▶ **Document segment**
While historically significant, none of White’s printed artifacts can match the rarest gems of his collection—a set of five vintage motion pictures filmed in Cliffside and the towns of Rutherfordton, Spindale and Forest City in 1937 and 1940.
“The five films that were made here during the Depression are a remarkable way to see how life was over a half-century ago,” says White. “More amazing is the fact that they might not even have existed today if I had not stumbled onto them by accident.”
A number of years ago, while he was helping to plan an anniversary celebration for Cliffside School, White, who is principal of the school, was approached by a local resident who encouraged him to recover and re-premiere film footage that had been shot in the town of Cliffside decades earlier.
The man informed White that during the 1930s a traveling photographer had visited Cliffside and had filmed the people of the community. The film was later premiered at the Cliffside Theater to packed audiences.
White’s search for the film ended in success. However, what he found was more than he ever imagined and the significance of his efforts has extended beyond the little town of Cliffside, to all of Rutherford County, the state of North Carolina, and to much of the Southeast.
“After some quick research and talking with as many people as possible who remembered the films, I was able to track down the film from the original cameraman, H. Lee Waters,” says White.
Out of the storage shed
“Waters allowed me to show the film at the anniversary celebration. Because the response to the film was so great, and because we had to show the film twice to a packed audience, Waters revealed to me while the footage was being projected onto the screen that numerous other films that he had made during the Great Depression existed.”
White’s interest in the films led him to uncover virtually dozens of reels and thousands of feet of original footage (over 100 hours in all), stored in Waters’ car shed in Lexington. After negotiations, White secured all of the footage that Waters had shot in Rutherford County.
A portion of the remaining footage was acquired by Duke University, where it has been preserved and made available to historians as a rare example of life in the American South during the Great Deppression.
Films to stay here
“I have no interest in sending these fims to Durham to sit in a vault. I enjoy having them here where I can share them with the people of this county from time to time.” —Phillip White,
Film Collector “Duke University has contacted me in the past with an interest in obtaining the original 16 mm films that I have from Rutherford County, ” White says. “I appreciate their preservation activities and film restoration projects. But, I have no interest in sending these fims to Durham to sit in a vault. I enjoy having them here where I can share them with the people of this county from time to time.”
The five films that exist of Rutherford County (all silent), are single films of Rutherfordton, Spindale, Forest City and two separate films of Cliffside and the surrounding area. The films vary in length from 20 to 30 minutes to over 45 minutes. White frequently plays videotape copies of the films for community celebrations, historical groups, school children and church groups.

▶ **Material supplied**
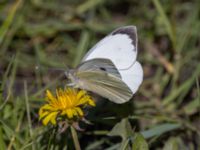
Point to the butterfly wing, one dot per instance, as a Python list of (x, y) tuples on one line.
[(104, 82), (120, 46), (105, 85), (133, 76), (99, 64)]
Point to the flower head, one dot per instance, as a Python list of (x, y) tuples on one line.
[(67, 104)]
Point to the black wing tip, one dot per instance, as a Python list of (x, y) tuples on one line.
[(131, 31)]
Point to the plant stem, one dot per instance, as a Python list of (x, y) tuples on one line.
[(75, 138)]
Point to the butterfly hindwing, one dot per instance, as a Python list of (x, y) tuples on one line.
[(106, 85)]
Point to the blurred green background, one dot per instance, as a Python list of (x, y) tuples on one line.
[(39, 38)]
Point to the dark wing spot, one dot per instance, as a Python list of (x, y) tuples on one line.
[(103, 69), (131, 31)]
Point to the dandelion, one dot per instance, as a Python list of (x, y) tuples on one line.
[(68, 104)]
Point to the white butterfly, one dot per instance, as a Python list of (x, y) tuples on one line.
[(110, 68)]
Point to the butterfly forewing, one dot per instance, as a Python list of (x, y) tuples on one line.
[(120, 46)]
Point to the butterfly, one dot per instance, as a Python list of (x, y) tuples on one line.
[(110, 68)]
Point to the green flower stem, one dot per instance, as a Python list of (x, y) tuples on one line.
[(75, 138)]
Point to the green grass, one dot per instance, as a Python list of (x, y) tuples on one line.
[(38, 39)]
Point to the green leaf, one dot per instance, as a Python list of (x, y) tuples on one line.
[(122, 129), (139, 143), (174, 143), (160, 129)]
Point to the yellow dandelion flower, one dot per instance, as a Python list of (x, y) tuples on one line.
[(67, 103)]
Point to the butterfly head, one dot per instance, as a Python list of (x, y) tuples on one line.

==

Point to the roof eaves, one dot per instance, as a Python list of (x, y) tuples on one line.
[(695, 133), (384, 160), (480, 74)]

▶ **Challenge 1**
Answer from the article on the Rutherford County films:
(a) In which two years were the five films shot?
(b) Where were the reels and original footage stored when White found them?
(c) Which institution acquired a portion of the remaining footage?
▶ **Challenge 2**
Write the next part of the article on the Rutherford County films, picking up after its final sentence.
The rows have no connection to the text.

▶ **Final result 1**
(a) 1937 and 1940
(b) In Waters' car shed in Lexington
(c) Duke University

▶ **Final result 2**
The original cameraman, H. Lee Waters, was born in Cliffside and lived there when his family moved to Lexington when he was 12. During the ’30s, Waters opened a portrait studio in Lexington, but his interest extended to motion pictures as well. Because the Depression put a severe dent in the amount of business that Waters was able to bring into his studio, he took to the road to make a living with a new idea in mind.
Over a period of six years from 1936-1940, Waters visited 118 small towns and communities across North Carolina, South Carolina, Georgia, Tennessee and Virginia and captured forever on film the images of the people there.
Waters’ pattern was to visit a community to film the people and then to return two weeks later to play his movies in the local theater. He drummed up attendance by placing placards in local shop windows, and by riding the streets with a microphone and loudspeaker announcing the films from his 1936 Oldsmobile, (a feature that he incorporated first in Forest City in June of 1937).
In a fantasy world
No one who went to the movies during the 1930s would ever have guessed that the United States was experiencing the greatest economic collapse in its history. For a quarter, or even a dime, anyone could buy admission to the fantasy world of Hollywood make-believe and for a couple of hours immerse themselves in a celluloid paradise.
Hollywood’s version of that paradise was an enormously successful and deliberate attempt to provide escape – a retreat from the reality of the Great Depression looming outside the theater doors. And Americans bought into that escapism in record numbers.
By the late 1930s, over 17,000 movie houses were showing roughly 400 different movies a year to some 85 million people a week. Theaters across America enhanced the appeal of a trip to the movies by offering double and even triple features, by giving away door prizes and free passes.
Using a marketing strategy that local theater operators found irresistable, Waters extended to Rutherford Countians, and many others, the rare opportunity of attending the movies to see not only Clark Gable and Greta Garbo, Judy Garland and Bette Davis—but themselves as well cast on the silver screen.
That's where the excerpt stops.